• **TO BE DONE**
Copy out every line below, from the one containing "Reviewer note: confirm that every instance of the fluffy" down to the one containing "Target: fluffy carpet", including both of those lines.

• **THE INPUT**
┌──
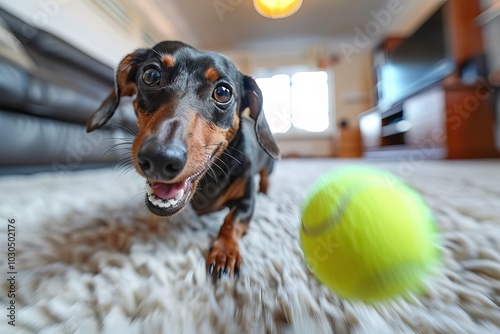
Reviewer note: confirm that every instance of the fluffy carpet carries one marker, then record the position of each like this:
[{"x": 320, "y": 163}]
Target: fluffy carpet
└──
┌──
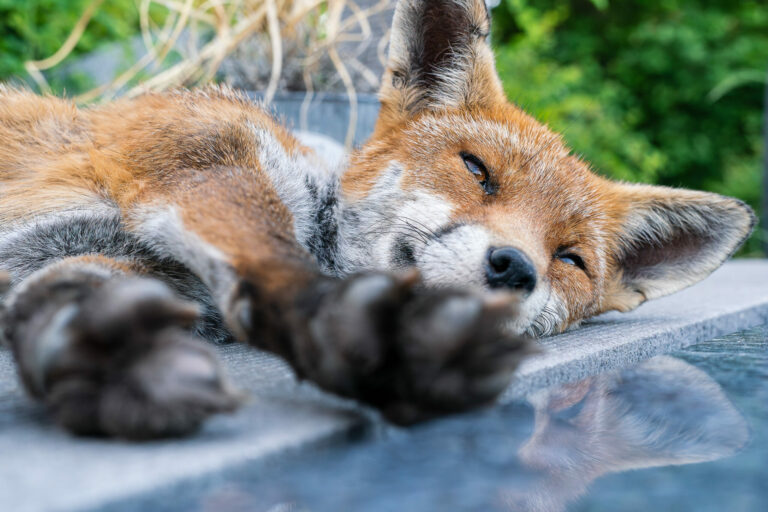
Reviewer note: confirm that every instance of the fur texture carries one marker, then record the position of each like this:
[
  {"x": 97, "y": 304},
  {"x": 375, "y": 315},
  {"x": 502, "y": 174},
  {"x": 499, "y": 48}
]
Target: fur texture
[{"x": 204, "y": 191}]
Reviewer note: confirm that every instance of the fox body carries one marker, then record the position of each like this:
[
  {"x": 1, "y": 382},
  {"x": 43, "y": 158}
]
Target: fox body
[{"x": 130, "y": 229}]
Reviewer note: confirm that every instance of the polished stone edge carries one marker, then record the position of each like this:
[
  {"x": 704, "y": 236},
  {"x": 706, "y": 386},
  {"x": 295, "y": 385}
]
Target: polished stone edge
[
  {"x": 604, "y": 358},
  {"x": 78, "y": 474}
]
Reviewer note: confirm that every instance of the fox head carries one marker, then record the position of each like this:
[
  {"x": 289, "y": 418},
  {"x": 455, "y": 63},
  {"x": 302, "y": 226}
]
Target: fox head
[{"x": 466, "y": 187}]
└──
┌──
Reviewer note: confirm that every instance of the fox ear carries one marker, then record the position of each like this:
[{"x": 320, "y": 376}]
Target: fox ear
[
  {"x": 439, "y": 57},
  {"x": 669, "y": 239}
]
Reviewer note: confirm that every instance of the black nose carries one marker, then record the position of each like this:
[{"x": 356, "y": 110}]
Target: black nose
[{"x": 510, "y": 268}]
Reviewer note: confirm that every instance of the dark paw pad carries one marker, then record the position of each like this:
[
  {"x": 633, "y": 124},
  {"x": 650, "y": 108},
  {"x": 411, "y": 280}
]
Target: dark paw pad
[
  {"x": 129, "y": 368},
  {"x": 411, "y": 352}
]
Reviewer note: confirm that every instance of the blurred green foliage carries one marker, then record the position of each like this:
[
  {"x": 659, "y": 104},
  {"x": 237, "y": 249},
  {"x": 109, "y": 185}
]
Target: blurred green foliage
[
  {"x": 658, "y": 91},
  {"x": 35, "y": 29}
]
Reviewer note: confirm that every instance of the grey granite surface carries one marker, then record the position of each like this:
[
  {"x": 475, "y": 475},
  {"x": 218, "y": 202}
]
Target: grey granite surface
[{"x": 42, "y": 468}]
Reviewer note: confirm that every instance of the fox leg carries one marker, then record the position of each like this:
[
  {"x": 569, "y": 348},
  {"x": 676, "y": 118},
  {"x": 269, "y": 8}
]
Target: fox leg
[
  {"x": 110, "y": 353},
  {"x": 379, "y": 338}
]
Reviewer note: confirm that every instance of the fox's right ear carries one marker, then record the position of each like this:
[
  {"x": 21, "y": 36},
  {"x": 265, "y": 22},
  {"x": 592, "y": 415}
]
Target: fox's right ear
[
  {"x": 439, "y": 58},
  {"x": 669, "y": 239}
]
└──
• **RESULT FOR THIS TASK**
Reviewer note: confirm that every instance of the fluffy carpet carries one marker, then record the position of each like this:
[{"x": 320, "y": 163}]
Target: fluffy carpet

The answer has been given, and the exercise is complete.